» **Task to carry out**:
Rewrite the items below, switching each "black" to "dark" and leaving everything else as it is.

+++ Material for this exercise

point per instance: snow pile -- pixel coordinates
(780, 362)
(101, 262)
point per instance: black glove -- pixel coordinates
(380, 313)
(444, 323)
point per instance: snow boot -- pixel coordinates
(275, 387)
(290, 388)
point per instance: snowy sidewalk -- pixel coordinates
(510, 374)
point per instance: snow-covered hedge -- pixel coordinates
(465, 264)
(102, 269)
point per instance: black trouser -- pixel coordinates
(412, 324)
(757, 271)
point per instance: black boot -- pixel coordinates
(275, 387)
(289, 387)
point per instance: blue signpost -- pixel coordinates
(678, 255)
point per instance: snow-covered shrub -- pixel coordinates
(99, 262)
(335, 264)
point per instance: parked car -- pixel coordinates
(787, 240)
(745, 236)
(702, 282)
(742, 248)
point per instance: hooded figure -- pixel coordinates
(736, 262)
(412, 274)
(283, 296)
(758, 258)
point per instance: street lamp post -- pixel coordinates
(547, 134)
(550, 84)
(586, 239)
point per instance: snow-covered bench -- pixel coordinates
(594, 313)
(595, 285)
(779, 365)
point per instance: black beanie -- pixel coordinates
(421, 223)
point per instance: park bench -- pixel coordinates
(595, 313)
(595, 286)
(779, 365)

++++++

» **Final answer**:
point per instance: snow pile -- pixel coordinates
(780, 362)
(101, 262)
point per instance: dark glove -- pixel coordinates
(380, 313)
(444, 323)
point per instance: snow boot -- pixel coordinates
(275, 387)
(290, 388)
point per instance: snowy sidewalk -- pixel coordinates
(510, 374)
point per instance: snow-covered hedge -- pixel coordinates
(465, 264)
(102, 269)
point per instance: dark trouser -- pixel coordinates
(412, 324)
(757, 271)
point per instance: dark boot -- pixel coordinates
(275, 387)
(289, 387)
point per instance: blue signpost -- pixel coordinates
(678, 255)
point per instance: snow-covered shrub -- pixel coordinates
(99, 262)
(335, 264)
point per instance: parked car -- pixel coordinates
(787, 240)
(745, 236)
(702, 282)
(742, 248)
point per instance: hooded figure -- pixel coordinates
(736, 262)
(412, 274)
(283, 296)
(758, 258)
point per instance: street lamp post -- pixel coordinates
(547, 134)
(550, 84)
(586, 239)
point per instance: snow-covered bench -- pixel coordinates
(594, 313)
(595, 285)
(779, 365)
point per instance: dark beanie -- pixel coordinates
(421, 223)
point per instance: park bench -- pixel coordinates
(595, 313)
(595, 286)
(779, 365)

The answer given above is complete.